▽

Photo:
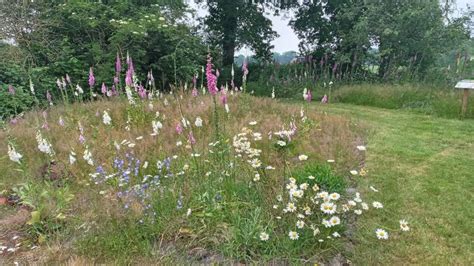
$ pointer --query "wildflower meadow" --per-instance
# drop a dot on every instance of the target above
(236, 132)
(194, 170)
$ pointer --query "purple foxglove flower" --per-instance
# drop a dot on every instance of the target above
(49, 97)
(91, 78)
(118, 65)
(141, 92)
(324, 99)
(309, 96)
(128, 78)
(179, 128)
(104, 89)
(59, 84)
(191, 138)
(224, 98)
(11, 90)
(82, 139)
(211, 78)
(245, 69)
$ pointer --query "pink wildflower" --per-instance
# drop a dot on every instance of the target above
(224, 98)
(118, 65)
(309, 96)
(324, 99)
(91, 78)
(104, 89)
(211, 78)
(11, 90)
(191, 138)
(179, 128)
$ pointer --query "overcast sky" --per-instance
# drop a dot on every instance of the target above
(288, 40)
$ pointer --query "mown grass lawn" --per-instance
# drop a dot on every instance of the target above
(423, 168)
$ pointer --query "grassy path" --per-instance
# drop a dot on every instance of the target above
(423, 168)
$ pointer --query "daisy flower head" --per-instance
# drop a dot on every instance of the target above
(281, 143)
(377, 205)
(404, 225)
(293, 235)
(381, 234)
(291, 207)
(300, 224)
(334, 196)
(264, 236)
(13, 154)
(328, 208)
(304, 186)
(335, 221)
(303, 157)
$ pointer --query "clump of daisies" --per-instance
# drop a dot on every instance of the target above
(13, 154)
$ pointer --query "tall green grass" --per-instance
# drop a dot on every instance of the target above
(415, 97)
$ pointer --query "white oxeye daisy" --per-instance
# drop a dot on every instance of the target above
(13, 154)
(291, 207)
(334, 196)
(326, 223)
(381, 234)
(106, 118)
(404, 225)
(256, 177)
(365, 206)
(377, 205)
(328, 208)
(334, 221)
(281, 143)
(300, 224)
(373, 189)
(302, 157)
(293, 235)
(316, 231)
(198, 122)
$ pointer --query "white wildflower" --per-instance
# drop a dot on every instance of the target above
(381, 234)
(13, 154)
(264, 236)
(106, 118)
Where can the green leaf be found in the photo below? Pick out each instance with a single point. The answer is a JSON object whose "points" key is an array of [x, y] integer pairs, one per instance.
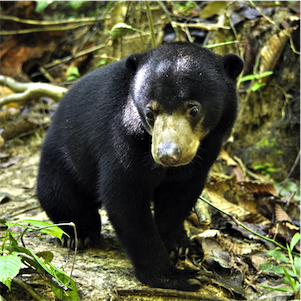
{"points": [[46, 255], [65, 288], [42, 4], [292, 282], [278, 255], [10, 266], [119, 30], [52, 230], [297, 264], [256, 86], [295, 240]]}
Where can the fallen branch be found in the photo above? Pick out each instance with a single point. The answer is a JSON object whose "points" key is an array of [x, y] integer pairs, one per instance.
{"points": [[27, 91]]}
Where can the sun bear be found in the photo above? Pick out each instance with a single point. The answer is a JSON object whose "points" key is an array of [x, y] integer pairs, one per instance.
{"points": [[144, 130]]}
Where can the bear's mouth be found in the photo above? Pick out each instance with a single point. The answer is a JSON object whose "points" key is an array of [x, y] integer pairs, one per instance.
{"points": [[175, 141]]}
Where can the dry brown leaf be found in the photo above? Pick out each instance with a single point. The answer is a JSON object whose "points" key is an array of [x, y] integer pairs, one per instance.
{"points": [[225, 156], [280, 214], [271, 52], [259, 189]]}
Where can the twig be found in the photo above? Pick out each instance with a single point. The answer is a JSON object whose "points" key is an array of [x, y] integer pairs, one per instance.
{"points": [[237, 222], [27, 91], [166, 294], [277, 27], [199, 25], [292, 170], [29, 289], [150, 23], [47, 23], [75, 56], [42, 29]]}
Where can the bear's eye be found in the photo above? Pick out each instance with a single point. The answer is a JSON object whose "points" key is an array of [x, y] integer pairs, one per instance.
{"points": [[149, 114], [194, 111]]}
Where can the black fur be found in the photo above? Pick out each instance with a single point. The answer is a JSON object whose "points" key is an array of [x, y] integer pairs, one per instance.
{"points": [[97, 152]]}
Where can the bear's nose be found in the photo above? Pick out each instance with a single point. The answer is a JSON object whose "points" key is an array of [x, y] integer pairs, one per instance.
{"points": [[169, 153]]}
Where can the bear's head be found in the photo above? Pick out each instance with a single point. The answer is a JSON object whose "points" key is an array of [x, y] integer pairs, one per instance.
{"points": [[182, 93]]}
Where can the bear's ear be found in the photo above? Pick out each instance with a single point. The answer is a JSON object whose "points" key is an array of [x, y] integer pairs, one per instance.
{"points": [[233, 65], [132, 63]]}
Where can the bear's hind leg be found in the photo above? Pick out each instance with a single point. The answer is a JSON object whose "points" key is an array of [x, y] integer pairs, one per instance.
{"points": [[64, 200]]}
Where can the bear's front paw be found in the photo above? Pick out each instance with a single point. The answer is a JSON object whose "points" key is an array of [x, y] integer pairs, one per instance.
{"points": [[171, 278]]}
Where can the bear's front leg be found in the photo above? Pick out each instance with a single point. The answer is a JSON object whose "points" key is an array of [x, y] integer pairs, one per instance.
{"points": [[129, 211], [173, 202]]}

△
▽

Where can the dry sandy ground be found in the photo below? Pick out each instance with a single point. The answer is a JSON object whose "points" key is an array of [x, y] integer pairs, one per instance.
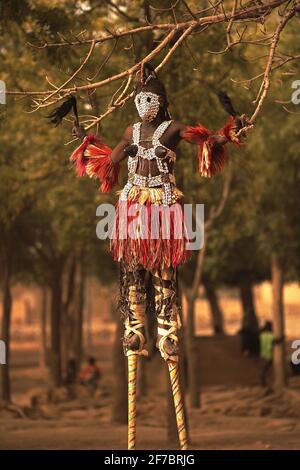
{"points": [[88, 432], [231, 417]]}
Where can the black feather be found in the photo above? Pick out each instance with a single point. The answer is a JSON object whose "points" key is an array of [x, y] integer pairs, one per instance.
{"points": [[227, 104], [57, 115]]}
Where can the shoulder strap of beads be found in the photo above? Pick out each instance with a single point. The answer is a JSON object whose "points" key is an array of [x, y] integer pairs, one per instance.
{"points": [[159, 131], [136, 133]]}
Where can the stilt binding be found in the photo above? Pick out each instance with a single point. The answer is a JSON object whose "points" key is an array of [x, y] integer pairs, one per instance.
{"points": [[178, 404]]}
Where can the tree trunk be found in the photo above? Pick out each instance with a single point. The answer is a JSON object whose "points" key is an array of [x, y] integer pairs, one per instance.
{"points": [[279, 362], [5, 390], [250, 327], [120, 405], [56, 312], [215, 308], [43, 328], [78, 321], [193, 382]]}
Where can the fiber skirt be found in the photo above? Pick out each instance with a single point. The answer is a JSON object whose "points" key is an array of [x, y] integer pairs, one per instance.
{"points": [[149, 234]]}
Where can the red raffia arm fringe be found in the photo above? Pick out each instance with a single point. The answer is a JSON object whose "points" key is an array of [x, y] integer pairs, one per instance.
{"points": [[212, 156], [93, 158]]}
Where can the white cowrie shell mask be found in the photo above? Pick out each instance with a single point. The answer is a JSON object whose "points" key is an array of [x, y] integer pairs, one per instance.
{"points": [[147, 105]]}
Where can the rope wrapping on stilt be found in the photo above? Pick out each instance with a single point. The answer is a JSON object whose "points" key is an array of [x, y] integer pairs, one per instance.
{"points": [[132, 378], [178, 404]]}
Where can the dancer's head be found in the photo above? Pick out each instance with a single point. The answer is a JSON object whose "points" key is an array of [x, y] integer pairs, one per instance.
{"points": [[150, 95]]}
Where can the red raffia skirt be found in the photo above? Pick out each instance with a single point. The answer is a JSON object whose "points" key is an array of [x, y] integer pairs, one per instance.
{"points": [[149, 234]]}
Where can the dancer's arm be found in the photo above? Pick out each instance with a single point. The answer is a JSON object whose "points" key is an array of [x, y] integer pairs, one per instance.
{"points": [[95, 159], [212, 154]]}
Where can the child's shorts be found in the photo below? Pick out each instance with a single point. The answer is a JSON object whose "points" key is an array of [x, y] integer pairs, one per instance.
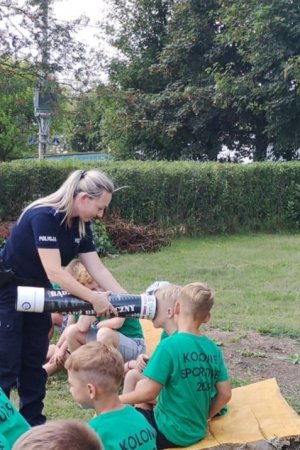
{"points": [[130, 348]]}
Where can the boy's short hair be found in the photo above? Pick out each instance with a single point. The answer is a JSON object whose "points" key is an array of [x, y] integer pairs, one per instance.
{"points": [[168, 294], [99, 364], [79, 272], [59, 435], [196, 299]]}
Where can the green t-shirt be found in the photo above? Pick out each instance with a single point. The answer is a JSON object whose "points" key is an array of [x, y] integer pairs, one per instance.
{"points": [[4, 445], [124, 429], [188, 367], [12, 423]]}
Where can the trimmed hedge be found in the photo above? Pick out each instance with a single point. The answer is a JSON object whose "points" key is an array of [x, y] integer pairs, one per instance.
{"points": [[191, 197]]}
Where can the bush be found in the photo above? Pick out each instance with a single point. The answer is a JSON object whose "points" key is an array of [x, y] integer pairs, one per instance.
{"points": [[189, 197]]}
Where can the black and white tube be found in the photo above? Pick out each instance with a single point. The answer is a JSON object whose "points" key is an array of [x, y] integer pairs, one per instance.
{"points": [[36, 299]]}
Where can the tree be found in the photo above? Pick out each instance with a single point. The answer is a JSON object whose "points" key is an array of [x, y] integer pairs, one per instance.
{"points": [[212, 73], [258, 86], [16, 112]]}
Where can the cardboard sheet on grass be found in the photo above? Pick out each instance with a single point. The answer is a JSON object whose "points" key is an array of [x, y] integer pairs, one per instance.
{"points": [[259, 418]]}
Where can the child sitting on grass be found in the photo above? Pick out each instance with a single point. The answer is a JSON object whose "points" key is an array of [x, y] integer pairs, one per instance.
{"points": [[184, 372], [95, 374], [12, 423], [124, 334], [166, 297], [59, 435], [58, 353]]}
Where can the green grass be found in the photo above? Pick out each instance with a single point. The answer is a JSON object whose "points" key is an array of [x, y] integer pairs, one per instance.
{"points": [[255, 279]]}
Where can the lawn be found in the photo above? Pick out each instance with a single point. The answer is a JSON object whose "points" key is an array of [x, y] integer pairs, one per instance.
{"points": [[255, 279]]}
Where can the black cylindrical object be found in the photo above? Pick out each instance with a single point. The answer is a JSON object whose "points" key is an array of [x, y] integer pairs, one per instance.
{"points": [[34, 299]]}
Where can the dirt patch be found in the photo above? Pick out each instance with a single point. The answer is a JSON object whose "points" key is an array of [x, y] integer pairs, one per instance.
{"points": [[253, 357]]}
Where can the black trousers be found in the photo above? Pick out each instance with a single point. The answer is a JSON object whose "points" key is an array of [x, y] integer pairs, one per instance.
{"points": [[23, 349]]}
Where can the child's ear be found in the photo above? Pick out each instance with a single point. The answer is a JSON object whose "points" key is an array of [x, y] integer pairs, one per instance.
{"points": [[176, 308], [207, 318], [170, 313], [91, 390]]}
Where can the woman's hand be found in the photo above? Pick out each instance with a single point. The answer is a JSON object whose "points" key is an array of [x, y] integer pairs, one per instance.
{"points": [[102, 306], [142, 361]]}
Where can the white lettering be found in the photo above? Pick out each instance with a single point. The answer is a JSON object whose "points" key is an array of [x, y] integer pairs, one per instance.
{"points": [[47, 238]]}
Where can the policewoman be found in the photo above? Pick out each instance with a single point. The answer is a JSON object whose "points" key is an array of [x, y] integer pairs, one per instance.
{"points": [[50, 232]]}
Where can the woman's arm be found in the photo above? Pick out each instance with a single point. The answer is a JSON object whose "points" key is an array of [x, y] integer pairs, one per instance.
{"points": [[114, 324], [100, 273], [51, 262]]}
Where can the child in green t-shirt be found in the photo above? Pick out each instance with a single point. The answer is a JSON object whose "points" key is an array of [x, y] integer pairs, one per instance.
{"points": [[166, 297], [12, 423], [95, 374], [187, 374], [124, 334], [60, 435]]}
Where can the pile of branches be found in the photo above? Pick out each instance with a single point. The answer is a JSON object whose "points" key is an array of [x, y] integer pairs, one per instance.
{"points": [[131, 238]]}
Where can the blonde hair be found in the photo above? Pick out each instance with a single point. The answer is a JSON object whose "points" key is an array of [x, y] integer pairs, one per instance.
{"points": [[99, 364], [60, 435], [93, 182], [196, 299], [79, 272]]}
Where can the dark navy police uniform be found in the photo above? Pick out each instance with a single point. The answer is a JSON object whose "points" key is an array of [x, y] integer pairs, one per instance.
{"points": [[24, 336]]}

△
▽

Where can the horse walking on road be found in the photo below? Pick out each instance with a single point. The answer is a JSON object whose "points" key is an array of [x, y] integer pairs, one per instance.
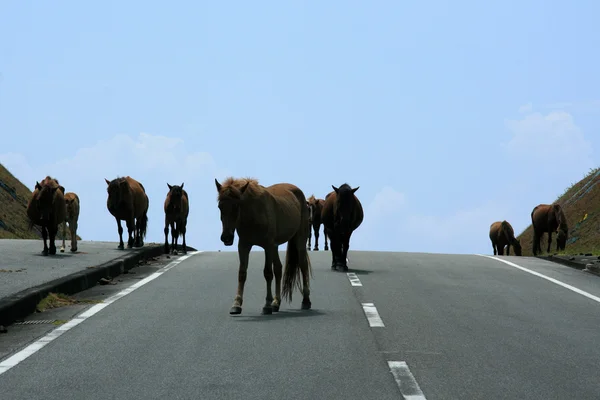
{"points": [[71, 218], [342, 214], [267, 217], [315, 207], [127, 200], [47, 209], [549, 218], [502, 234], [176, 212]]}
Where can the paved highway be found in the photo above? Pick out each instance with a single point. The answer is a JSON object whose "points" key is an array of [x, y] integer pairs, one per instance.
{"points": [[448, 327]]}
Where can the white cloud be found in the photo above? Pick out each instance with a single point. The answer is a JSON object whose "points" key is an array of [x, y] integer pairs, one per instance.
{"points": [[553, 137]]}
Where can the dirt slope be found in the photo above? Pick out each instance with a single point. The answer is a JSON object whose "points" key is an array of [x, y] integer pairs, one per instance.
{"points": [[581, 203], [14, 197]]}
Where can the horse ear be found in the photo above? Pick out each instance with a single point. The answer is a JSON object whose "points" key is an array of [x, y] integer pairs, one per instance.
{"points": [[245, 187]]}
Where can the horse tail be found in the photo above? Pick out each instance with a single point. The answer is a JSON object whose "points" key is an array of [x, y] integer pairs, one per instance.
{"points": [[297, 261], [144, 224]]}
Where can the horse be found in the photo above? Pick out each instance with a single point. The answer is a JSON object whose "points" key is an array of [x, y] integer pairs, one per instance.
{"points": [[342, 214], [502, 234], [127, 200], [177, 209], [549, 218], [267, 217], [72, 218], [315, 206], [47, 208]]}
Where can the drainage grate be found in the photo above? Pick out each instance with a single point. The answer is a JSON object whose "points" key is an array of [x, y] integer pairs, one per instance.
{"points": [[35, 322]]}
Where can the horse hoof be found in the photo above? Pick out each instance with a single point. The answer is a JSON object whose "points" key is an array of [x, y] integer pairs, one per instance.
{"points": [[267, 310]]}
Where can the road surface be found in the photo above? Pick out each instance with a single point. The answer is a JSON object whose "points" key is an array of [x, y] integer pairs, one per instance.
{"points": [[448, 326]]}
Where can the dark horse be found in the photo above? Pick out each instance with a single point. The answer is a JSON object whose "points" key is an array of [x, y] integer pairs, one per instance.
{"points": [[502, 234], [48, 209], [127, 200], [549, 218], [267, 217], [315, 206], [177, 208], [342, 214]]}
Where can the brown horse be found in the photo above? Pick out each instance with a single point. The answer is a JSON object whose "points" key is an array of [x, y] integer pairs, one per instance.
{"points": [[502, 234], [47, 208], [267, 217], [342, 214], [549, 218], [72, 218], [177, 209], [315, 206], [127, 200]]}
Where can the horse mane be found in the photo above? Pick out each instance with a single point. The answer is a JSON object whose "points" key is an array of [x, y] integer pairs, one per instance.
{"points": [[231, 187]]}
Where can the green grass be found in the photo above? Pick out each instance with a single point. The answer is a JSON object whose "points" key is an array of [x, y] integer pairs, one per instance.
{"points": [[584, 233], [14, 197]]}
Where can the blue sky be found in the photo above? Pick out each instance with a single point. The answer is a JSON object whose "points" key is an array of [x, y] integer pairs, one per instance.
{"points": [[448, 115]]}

△

Requirement: Every line in the records above with the string "wildflower" in it should be shown.

Answer box:
$ pointer --query "wildflower meadow" --per-instance
$ pointer --query "pink wildflower" --per-instance
$ pointer --query "white wildflower" --per-instance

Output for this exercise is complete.